Referring expression data
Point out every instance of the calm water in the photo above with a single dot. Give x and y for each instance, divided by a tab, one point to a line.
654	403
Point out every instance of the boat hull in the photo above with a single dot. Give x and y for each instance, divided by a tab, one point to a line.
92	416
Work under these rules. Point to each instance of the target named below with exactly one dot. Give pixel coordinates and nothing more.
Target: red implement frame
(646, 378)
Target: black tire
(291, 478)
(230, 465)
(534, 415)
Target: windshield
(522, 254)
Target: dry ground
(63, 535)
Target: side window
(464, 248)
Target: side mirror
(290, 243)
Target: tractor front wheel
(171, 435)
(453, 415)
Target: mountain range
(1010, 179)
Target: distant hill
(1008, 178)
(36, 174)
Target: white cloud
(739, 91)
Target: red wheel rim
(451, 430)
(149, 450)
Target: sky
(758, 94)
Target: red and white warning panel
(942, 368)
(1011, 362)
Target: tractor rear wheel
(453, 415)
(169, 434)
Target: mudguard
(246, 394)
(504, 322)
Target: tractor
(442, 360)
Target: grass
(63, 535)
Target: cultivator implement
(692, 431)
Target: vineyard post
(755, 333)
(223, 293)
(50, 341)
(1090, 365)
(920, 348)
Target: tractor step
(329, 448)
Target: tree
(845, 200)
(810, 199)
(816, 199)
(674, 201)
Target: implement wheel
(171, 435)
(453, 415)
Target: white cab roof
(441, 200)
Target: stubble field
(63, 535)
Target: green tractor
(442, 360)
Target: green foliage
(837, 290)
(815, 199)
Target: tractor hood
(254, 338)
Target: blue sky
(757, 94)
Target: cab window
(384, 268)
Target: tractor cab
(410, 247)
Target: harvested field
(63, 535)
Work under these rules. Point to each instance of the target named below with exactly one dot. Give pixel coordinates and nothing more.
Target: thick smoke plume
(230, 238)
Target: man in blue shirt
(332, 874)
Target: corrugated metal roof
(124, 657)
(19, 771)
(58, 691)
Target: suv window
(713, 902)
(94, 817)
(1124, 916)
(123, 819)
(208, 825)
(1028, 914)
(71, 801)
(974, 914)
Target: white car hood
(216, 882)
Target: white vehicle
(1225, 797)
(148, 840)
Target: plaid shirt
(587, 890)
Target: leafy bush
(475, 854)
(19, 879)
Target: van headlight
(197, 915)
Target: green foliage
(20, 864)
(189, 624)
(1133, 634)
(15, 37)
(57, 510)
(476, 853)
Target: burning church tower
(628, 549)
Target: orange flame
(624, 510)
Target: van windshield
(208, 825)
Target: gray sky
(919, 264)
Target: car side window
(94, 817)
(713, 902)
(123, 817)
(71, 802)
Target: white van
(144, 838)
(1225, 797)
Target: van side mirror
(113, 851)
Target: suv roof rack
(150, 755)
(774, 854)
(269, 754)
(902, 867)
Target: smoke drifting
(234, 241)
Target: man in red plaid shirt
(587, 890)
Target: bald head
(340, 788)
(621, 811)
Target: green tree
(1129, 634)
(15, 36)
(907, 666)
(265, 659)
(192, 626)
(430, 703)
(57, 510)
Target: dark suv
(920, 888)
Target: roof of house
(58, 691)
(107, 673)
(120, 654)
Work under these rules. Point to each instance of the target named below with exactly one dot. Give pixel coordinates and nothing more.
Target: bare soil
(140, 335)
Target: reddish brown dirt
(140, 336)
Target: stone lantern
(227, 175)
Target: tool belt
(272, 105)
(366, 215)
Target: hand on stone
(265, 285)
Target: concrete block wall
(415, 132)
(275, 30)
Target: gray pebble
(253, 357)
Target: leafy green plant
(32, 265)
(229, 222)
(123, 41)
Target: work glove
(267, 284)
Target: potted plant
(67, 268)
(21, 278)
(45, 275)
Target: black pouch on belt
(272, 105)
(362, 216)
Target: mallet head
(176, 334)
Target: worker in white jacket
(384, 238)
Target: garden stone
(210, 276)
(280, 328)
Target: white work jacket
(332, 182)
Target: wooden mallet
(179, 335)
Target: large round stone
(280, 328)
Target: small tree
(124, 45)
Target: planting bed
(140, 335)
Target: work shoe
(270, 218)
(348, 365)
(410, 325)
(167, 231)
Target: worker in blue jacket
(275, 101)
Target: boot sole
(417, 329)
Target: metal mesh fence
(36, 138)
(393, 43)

> **WORK ORDER**
The data is to be reproduced in full, every line intact.

> **SOLUTION BELOW**
Point out every instance of the calm water in the photo above with a single dot. Give x and y for each instance, divided by a tab, one point to a line.
654	403
Point out every instance of the boat hull in the photo above with a single dot. Give x and y for each instance, divided by a tab, one point to a line.
92	416
Work under these rules. Point to each instance of the target named below with exactly one dot. Give pixel coordinates and nothing more.
Target: red implement frame
(646, 378)
Target: black tire
(291, 478)
(230, 465)
(534, 415)
Target: windshield
(522, 254)
Target: dry ground
(63, 535)
Target: side window
(464, 248)
Target: side mirror
(290, 243)
Target: tractor front wheel
(171, 435)
(453, 415)
Target: mountain range
(1010, 179)
Target: distant hill
(1008, 178)
(36, 174)
Target: white cloud
(739, 91)
Target: red wheel rim
(451, 430)
(149, 450)
Target: sky
(758, 94)
Target: red and white warning panel
(942, 368)
(1011, 362)
Target: tractor rear wheel
(453, 415)
(169, 434)
Target: mudguard
(246, 394)
(504, 322)
Target: tractor
(442, 360)
Target: grass
(63, 535)
Target: cultivator implement
(692, 431)
Target: vineyard post
(755, 333)
(223, 293)
(50, 341)
(1090, 365)
(920, 348)
Target: tractor step
(329, 448)
Target: tree
(845, 200)
(810, 199)
(816, 199)
(674, 201)
Target: implement wheel
(171, 435)
(453, 415)
Target: white cab roof
(441, 200)
Target: stubble field
(63, 535)
Target: green tractor
(442, 360)
Target: green foliage
(837, 290)
(815, 199)
Target: tractor hood
(254, 338)
Target: blue sky
(757, 94)
Target: cab window
(384, 268)
Target: tractor cab
(410, 247)
Target: harvested field
(63, 535)
Work under these rules. Point to each instance of the target named below with exactly one dot. Give pixel coordinates and nothing more.
Target: thick smoke plume
(230, 238)
Target: man in blue shirt
(332, 874)
Target: corrugated metal roof
(124, 657)
(19, 771)
(58, 691)
Target: suv window
(713, 902)
(94, 817)
(1124, 916)
(123, 819)
(208, 825)
(1028, 914)
(71, 801)
(974, 914)
Target: white car hood
(216, 882)
Target: white vehicle
(1225, 797)
(148, 840)
Target: plaid shirt
(587, 890)
Target: leafy bush
(475, 854)
(19, 879)
Target: van headlight
(197, 915)
Target: green foliage
(20, 864)
(189, 624)
(1133, 634)
(15, 37)
(57, 510)
(476, 853)
Target: burning church tower
(628, 549)
Target: orange flame
(624, 510)
Target: van windshield
(208, 825)
Target: gray sky
(919, 264)
Target: car side window
(94, 817)
(713, 902)
(123, 817)
(71, 802)
Target: white van
(144, 838)
(1225, 797)
Target: van side mirror
(113, 851)
Target: suv roof rack
(150, 755)
(774, 854)
(269, 754)
(902, 867)
Target: smoke drifting
(234, 241)
Target: man in red plaid shirt
(587, 890)
Target: bald head
(340, 788)
(621, 811)
Target: green tree
(1129, 634)
(15, 36)
(907, 666)
(265, 659)
(192, 626)
(430, 703)
(57, 510)
Target: dark suv
(920, 888)
Target: roof of house
(58, 691)
(107, 673)
(120, 654)
Work under these rules. Point to each instance of the target named below with exactly one dot. Give pixel coordinates and nothing more.
Target: bare soil
(140, 335)
Target: reddish brown dirt
(140, 336)
Target: stone lantern
(227, 175)
Target: tool belt
(272, 105)
(366, 215)
Target: hand on stone
(265, 285)
Target: concrete block wall
(415, 132)
(275, 30)
Target: gray pebble
(253, 357)
Target: leafy green plant
(32, 265)
(229, 222)
(123, 41)
Target: work glove
(267, 284)
Target: potted plant
(67, 268)
(21, 278)
(45, 275)
Target: black pouch on belt
(272, 105)
(362, 216)
Target: mallet head
(176, 334)
Target: worker in white jacket
(384, 238)
Target: garden stone
(210, 276)
(280, 328)
Target: white work jacket
(332, 182)
Target: wooden mallet
(179, 335)
Target: large round stone
(280, 328)
Target: small tree
(124, 45)
Target: planting bed
(140, 335)
Target: work shoe
(270, 218)
(348, 365)
(410, 325)
(167, 231)
Target: worker in blue jacket
(275, 101)
Target: boot sole
(417, 329)
Target: metal mesh fence
(36, 138)
(393, 43)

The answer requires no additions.